### Work to be completed:
Arrange the records below as a numbered list, one line per number, and leave out any blank lines.

⟨

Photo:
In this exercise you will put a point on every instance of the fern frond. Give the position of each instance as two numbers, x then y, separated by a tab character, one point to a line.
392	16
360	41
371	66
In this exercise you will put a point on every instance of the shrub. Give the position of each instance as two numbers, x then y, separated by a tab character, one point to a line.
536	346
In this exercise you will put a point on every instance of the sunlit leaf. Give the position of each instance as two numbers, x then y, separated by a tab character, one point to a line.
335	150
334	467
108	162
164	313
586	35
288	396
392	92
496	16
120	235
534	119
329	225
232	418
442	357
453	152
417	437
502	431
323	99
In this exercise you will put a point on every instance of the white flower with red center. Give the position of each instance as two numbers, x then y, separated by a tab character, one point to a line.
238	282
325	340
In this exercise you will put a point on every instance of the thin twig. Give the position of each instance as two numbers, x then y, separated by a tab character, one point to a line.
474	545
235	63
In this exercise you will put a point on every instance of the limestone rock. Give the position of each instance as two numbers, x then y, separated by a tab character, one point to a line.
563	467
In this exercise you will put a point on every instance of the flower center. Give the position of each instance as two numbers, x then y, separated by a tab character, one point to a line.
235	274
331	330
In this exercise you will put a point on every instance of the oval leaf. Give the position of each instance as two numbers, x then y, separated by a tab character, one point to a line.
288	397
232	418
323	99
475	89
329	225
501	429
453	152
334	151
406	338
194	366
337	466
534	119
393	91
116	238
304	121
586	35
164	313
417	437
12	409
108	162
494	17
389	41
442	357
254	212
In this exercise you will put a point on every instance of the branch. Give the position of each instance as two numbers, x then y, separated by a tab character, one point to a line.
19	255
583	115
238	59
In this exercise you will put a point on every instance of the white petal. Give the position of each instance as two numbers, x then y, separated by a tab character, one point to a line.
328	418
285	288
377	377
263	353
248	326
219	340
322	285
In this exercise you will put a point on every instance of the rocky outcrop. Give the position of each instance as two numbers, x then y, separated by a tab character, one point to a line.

⟩

### Task answer:
1. Photo:
2. In this exercise you will put a point on every instance of the fern frond. Give the position of each instance as two numbers, x then y, separated by a tab character, one point to a line.
3. 392	16
4. 360	41
5. 371	66
6. In this exercise you will put a point on every instance of the shrub. Give the position of each instance as two numbers, x then y, separated by a tab character, one point to a line.
7. 536	346
8. In this exercise you will put a point on every instance of the sunlit leaf. Give the position of each instance as two numbers, x then y, separated by a tab character, one point to a line.
9. 335	150
10. 334	467
11. 108	162
12. 164	313
13. 586	35
14. 288	396
15. 392	92
16. 496	16
17. 120	235
18. 534	119
19. 329	225
20. 232	418
21. 442	357
22. 453	152
23. 417	437
24. 502	431
25. 323	99
26. In this exercise you will put a point on every instance of the white flower with red center. Give the position of each instance as two numbers, x then y, separated by a tab character, one point to a line.
27. 238	282
28. 325	340
29. In this exercise you will put a point on every instance of the thin twig. Give the position of each instance as two numbers, x then y, separated by a tab character, one point to a line.
30. 474	545
31. 235	63
32. In this exercise you will put a point on every instance of the limestone rock. Give the position of each instance as two numbers, x then y, separated by a tab character, one point to a line.
33. 563	467
34. In this exercise you will put a point on every instance of the flower center. Give the position of each instance as two numbers, x then y, separated by a tab character, one point to a line.
35. 235	274
36. 331	330
37. In this exercise you will put a point on every instance of the oval leaf. Give the position of each instance as two numbers, x then y, separated by a tab character, one point to a line.
38. 288	397
39. 232	418
40. 323	99
41. 475	89
42. 329	225
43. 501	429
44. 453	152
45. 334	151
46. 406	338
47. 194	366
48. 337	466
49. 534	119
50. 393	91
51. 116	238
52. 304	121
53. 586	35
54. 164	313
55. 417	437
56. 12	409
57. 108	162
58. 494	17
59. 389	41
60. 442	357
61. 254	212
62. In this exercise you will put a point on every instance of the branch. Give the position of each instance as two numbers, x then y, separated by a tab character, one point to a line.
63. 19	255
64. 583	115
65. 238	59
66. In this exercise you will put a point on every instance of the white petal. Give the position of each instance as two numbers, x then y, separated by a tab character, one point to a line.
67. 328	418
68. 285	288
69. 377	377
70. 263	353
71. 248	326
72. 219	340
73. 322	285
74. In this exercise you will put a point on every instance of the rocky outcrop. Give the position of each instance as two numbers, x then y, separated by a tab character, one point to a line.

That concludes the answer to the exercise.